:: Supplied passage ::

For a class $P$ of morphisms of a category $C$, let $P^l$, resp. $P^r$, denote the class of all morphisms which have the left, respectively right, lifting property with respect to each morphism in the class $C$. Let $P^{lr}:=(P^l)^r$, etc.

Under what assumptions on $P$ is $(P^l,P^{lr})$ a weak factorisation system, i.e.
each morphism $f$ in $C$ decomposes as $f=f_{lr}\circ f_{l}$ where $f_l\in P^l$ and $f_{lr}\in P^{lr}$ ?

Dually, under what assumptions on $P$ is $(P^{rl},P^{r})$ a weak factorisation system, i.e. each morphism $f$ in $C$ decomposes as $f=f_{r}\circ f_{rl}$ where $f_r\in P^r$ and $f_{rl}\in P^{rl}$ ?

For example, can one prove this for $P$ consisting of a single morphism of finite topological spaces ?

:::

**Task 1**
In the example at the end of the passage on lifting properties, what does $P$ consist of?
The passage and the rows have no connection to each other.

:: Dataset records ::

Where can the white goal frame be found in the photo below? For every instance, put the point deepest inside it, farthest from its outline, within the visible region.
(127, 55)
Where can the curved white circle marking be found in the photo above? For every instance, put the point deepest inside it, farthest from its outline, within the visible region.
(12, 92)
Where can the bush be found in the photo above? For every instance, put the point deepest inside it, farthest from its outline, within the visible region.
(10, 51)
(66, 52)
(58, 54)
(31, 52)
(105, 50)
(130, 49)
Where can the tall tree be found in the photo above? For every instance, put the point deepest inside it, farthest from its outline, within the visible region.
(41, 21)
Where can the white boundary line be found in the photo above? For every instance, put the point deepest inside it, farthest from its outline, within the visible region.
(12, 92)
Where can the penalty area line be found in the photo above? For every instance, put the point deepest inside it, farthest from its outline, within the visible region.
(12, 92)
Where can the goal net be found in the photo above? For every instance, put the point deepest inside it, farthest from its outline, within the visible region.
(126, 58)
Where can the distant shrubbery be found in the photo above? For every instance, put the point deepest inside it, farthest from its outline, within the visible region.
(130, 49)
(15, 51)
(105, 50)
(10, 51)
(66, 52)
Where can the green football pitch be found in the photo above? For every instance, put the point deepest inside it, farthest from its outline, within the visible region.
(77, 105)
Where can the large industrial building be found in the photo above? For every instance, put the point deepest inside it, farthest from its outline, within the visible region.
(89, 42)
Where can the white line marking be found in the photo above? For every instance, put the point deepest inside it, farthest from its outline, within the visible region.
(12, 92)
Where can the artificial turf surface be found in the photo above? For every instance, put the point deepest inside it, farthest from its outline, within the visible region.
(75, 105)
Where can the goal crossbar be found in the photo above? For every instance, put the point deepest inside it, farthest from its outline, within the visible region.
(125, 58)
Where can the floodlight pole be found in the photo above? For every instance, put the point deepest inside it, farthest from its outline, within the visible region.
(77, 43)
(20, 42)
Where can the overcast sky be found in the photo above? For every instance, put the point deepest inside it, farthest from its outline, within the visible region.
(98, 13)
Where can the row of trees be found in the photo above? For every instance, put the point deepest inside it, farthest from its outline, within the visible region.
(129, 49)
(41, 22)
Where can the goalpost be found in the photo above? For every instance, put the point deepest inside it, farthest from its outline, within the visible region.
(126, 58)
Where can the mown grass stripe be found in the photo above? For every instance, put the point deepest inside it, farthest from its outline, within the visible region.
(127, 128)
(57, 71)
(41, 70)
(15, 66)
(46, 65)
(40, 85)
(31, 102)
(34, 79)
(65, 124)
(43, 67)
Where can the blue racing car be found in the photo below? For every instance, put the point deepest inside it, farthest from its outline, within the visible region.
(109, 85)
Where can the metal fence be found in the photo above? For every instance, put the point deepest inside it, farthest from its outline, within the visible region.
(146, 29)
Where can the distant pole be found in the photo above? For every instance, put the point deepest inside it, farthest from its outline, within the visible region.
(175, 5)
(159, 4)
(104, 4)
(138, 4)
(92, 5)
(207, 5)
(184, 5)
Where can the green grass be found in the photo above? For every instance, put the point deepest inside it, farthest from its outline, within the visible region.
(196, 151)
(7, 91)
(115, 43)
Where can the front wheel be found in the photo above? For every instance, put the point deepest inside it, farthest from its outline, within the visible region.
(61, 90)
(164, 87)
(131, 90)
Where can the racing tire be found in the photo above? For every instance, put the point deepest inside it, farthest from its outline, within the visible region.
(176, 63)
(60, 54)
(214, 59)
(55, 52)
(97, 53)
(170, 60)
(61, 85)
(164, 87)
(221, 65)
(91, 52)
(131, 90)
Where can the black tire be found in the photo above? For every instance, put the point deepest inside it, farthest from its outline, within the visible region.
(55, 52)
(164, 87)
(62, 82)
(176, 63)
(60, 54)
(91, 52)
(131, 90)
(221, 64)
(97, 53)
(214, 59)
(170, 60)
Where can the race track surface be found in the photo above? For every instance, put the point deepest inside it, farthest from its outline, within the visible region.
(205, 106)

:::
:: Dataset records ::

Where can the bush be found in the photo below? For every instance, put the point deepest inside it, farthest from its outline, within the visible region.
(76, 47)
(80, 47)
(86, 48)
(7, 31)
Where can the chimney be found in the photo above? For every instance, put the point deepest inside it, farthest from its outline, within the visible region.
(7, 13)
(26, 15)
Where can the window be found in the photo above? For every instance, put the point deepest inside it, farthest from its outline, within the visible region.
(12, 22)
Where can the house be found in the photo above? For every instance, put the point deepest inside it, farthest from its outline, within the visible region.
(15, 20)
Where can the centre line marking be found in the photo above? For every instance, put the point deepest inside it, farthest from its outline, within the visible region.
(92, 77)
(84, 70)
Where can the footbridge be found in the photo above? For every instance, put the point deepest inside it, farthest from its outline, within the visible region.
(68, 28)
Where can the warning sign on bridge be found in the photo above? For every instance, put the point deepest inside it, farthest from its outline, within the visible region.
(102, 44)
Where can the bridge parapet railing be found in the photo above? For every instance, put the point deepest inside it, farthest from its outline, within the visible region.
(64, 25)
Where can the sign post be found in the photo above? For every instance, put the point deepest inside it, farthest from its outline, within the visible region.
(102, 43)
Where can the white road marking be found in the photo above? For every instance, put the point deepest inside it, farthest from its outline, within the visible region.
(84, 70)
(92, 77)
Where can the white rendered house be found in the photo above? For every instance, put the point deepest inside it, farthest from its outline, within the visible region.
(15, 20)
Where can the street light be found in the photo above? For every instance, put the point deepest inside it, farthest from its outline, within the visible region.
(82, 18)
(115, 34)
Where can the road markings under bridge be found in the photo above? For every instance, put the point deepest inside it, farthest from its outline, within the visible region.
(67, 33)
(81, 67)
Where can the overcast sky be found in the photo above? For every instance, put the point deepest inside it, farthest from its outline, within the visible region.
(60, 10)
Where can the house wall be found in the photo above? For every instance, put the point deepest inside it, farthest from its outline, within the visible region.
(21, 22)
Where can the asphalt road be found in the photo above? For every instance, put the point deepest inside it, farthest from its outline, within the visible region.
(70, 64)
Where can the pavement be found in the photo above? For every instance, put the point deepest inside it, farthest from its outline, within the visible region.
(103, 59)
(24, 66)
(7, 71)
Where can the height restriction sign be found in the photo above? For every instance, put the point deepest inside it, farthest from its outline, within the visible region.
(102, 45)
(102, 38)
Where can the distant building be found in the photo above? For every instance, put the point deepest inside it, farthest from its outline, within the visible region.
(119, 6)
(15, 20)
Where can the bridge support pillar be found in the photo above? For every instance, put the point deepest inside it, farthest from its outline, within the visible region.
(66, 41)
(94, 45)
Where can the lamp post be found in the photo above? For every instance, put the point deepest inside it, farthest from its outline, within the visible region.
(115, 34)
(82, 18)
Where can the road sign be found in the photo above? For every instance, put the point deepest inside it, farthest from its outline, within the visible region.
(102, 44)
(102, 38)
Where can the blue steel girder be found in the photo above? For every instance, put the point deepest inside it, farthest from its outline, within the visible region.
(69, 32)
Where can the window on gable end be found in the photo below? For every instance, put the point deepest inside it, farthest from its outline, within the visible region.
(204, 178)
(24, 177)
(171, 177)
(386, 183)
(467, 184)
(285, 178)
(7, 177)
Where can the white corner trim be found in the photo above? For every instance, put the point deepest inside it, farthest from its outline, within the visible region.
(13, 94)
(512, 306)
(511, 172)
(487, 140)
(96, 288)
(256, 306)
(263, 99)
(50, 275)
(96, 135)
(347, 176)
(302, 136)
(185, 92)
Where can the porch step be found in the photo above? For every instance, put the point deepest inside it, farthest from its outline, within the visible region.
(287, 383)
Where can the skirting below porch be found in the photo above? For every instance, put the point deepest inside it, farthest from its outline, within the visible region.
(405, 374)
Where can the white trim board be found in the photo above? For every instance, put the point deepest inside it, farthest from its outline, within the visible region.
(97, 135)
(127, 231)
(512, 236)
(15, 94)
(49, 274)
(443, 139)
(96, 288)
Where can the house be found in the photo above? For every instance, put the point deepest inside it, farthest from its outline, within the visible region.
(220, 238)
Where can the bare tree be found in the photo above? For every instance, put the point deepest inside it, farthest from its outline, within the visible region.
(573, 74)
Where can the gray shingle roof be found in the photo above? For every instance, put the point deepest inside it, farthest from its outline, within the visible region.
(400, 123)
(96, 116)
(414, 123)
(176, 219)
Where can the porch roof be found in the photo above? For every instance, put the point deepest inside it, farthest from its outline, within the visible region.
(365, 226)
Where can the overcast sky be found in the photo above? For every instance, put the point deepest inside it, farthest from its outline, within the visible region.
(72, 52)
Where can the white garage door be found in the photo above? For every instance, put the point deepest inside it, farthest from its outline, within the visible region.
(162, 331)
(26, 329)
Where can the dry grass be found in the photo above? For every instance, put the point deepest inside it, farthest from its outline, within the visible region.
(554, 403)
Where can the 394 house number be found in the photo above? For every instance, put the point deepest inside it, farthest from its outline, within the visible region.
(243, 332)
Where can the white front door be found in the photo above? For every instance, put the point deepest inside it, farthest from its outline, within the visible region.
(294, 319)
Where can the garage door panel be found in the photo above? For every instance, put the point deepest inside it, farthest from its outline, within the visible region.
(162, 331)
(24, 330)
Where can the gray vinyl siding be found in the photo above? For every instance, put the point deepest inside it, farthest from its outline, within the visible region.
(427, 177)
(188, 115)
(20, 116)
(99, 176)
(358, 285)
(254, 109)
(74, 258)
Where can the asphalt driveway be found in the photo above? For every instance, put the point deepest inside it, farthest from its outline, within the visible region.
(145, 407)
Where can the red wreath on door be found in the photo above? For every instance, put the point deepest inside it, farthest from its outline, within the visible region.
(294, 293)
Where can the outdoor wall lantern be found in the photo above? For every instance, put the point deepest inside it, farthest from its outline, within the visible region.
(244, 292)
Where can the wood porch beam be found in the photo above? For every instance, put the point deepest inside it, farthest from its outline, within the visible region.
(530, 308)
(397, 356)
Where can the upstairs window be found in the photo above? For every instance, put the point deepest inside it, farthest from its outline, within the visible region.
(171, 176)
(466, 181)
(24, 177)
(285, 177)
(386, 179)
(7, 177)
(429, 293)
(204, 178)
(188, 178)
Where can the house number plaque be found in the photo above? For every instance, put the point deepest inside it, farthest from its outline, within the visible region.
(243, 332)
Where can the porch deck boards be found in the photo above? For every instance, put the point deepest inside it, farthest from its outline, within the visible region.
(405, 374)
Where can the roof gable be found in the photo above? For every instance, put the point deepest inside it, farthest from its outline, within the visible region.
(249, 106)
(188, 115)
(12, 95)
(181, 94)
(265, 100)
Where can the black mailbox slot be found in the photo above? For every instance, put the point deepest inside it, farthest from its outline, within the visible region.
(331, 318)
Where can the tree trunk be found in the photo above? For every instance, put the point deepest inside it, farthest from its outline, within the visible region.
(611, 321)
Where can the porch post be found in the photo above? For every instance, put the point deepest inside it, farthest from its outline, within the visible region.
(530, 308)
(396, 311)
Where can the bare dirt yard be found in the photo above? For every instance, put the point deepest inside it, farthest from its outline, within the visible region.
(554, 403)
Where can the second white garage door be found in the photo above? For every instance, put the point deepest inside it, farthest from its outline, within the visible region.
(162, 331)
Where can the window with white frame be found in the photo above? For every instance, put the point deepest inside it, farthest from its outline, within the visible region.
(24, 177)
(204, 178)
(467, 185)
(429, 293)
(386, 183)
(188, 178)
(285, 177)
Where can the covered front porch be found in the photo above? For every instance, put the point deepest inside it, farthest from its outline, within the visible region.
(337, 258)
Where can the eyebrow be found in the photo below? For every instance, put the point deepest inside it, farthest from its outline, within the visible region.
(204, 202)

:::

**Task 2**
Please report every line of the rows that contains the string "gray".

**Problem solution 1**
A single morphism of finite topological spaces.

**Problem solution 2**
Where can the gray shingle roof be found in the photo above? For every instance, put the point deepest inside it, farthest from its outline, within the visible region.
Where can the gray vinyl siding be found in the photo above? For every instance, put the point deepest inside it, farthest from its outline, within the visible region.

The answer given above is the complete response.